═══ DATA FOR REVIEW

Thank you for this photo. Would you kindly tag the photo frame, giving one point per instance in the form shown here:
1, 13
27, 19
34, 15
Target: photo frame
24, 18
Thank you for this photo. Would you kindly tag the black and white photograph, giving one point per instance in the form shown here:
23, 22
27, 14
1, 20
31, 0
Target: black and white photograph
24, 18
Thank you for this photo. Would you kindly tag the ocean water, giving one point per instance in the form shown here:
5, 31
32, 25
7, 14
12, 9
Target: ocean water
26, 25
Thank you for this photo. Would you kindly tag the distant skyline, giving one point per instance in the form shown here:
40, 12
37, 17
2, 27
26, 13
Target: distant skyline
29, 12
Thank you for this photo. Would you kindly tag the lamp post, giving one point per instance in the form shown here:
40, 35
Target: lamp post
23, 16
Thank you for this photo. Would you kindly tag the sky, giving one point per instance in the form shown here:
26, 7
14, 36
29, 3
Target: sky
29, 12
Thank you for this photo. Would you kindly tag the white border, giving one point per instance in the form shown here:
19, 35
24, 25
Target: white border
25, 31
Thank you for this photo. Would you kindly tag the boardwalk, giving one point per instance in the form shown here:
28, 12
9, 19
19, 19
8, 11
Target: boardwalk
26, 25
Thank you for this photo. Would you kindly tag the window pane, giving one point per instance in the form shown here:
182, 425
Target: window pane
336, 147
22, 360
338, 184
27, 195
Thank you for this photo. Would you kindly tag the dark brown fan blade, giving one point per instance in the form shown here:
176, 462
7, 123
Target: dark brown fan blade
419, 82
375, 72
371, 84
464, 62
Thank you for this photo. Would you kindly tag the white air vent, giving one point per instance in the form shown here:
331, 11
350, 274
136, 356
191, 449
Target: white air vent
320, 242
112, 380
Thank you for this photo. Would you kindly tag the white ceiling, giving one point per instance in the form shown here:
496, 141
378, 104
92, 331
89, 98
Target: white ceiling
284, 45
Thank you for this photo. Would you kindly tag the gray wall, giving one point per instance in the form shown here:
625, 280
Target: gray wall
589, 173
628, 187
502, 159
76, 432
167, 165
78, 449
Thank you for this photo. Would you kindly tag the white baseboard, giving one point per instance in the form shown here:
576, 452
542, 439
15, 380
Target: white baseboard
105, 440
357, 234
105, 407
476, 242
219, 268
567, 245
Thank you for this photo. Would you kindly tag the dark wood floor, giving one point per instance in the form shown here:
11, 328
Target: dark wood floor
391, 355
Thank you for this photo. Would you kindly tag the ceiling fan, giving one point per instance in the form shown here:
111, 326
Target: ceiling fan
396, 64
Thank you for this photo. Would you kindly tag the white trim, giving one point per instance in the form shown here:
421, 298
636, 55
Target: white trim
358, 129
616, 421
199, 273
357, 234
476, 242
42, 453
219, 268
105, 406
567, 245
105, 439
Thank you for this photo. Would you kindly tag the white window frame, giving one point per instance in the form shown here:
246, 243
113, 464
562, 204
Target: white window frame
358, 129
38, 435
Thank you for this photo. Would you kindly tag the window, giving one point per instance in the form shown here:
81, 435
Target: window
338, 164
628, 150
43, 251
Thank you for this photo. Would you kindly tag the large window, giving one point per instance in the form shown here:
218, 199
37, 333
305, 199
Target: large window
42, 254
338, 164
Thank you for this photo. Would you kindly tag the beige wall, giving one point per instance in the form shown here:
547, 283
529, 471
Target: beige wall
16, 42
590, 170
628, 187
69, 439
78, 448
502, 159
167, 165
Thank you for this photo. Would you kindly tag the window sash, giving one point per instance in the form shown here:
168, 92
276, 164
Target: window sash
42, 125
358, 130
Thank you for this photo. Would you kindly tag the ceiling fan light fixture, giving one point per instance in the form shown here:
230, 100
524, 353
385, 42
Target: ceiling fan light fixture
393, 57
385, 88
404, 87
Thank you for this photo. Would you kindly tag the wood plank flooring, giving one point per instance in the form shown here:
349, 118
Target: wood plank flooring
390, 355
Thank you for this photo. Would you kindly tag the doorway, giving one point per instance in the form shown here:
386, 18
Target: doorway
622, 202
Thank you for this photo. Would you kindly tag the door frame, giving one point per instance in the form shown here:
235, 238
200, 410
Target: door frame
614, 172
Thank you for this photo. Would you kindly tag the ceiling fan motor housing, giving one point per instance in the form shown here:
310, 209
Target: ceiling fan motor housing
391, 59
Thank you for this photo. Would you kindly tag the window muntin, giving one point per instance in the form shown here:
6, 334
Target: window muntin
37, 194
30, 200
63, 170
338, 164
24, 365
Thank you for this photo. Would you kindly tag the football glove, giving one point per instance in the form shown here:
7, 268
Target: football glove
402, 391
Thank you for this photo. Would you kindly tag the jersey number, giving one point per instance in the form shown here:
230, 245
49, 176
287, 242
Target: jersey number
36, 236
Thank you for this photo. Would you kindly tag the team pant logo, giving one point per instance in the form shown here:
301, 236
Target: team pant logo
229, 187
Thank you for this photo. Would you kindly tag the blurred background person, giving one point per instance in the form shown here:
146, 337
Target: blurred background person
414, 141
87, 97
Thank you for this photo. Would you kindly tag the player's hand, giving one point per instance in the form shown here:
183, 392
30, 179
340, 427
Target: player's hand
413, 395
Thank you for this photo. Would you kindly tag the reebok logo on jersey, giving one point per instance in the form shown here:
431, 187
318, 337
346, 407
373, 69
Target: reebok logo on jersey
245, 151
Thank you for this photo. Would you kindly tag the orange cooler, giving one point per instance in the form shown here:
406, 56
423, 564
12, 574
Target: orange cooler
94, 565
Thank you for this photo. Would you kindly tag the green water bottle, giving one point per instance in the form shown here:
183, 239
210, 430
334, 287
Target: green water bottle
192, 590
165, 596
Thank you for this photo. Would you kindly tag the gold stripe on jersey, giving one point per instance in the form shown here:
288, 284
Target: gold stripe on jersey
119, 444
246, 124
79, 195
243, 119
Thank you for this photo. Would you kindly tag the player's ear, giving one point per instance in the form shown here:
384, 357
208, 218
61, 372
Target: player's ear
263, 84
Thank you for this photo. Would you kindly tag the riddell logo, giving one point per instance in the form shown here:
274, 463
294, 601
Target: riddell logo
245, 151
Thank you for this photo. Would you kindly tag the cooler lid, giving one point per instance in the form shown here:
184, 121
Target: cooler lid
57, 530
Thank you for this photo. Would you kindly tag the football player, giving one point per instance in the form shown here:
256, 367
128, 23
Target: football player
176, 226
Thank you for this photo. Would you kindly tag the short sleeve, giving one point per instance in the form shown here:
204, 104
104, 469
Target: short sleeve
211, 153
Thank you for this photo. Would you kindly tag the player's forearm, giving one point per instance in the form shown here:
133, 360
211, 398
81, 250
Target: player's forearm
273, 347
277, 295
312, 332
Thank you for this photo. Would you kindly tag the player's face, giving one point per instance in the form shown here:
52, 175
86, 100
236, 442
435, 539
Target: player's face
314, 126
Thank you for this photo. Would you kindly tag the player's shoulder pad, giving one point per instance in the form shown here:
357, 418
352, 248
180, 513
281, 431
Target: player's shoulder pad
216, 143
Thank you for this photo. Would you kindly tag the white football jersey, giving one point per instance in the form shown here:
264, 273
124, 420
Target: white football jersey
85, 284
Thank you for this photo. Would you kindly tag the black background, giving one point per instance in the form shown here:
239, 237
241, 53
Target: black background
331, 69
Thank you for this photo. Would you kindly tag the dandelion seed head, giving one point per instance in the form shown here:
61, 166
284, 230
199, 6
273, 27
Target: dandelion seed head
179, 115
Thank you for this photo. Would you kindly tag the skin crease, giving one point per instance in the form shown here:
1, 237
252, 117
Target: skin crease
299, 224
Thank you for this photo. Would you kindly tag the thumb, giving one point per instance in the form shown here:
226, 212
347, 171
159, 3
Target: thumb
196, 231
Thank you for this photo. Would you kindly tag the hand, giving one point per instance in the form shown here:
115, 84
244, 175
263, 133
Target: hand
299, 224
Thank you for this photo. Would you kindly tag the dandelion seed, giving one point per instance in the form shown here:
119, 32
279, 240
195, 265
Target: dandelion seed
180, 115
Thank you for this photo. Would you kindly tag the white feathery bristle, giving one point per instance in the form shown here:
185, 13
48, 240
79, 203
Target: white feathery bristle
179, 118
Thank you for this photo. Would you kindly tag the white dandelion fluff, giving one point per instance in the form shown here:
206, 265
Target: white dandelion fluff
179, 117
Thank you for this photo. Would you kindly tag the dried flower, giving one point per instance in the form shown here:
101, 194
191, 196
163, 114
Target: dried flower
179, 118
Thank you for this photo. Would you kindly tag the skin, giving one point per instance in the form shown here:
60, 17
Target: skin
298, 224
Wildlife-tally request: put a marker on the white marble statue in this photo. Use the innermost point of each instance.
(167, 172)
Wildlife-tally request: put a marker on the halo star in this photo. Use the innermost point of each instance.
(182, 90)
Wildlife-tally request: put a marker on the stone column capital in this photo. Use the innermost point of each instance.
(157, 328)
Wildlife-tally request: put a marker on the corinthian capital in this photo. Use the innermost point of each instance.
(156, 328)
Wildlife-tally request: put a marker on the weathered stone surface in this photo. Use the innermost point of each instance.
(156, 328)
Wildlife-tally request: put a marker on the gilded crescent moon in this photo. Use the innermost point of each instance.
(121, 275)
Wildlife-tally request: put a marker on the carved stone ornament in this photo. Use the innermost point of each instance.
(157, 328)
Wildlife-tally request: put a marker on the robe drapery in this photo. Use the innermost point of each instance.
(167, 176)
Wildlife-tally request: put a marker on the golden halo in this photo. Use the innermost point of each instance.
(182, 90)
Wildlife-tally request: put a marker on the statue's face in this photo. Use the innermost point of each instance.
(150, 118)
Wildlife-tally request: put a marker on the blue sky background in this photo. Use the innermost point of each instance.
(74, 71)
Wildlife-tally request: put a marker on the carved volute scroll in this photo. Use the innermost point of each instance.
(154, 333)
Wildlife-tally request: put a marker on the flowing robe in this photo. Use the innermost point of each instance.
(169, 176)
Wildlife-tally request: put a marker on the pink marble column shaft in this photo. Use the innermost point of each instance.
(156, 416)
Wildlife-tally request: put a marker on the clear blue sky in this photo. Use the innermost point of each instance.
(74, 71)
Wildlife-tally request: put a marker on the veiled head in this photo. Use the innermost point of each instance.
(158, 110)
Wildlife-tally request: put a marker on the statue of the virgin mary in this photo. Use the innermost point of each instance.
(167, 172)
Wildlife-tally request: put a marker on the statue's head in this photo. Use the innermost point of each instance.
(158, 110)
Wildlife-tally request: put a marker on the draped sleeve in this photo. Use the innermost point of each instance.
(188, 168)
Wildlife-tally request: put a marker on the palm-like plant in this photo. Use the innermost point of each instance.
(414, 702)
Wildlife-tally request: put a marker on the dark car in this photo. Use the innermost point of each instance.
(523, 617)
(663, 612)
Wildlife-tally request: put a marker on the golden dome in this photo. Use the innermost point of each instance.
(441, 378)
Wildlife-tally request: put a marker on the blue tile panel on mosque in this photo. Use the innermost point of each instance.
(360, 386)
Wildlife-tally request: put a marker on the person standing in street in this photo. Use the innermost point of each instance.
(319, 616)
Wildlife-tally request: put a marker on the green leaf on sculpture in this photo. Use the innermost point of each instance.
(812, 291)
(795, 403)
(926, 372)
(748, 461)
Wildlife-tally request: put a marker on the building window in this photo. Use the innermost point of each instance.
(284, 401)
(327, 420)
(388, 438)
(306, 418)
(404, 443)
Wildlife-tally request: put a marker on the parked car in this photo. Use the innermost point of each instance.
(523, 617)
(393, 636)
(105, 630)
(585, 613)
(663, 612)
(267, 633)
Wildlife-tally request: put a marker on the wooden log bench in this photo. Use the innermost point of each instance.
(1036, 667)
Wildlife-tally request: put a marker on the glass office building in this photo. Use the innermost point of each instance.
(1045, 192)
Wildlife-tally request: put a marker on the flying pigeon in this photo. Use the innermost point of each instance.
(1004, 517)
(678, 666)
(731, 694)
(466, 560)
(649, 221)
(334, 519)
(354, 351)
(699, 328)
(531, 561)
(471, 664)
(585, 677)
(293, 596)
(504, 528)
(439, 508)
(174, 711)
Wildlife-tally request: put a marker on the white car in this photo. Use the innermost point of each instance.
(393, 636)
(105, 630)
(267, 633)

══════

Of the lines above, retype only those from the line containing "white border, giving" through the line containing "the white air", including both, exactly.

Thank you for this photo. Would you kindly tag the white border, giving one point per instance in the form shown here:
19, 35
24, 25
Target: white border
25, 31
Thank you for this photo. Would you kindly tag the boardwalk, giving one point per instance in the form shown here:
28, 12
9, 19
19, 19
8, 11
Target: boardwalk
26, 25
Thank you for this photo. Would you kindly tag the window pane, giving one point per instance in the form shown here:
182, 425
Target: window pane
336, 147
22, 360
338, 184
27, 195
Thank you for this photo. Would you kindly tag the dark brown fan blade, giving one point per instance in the form shown here:
176, 462
7, 123
Target: dark brown fan blade
419, 82
375, 72
371, 84
464, 62
Thank you for this photo. Would you kindly tag the white air vent, giving one point per instance in the form shown here:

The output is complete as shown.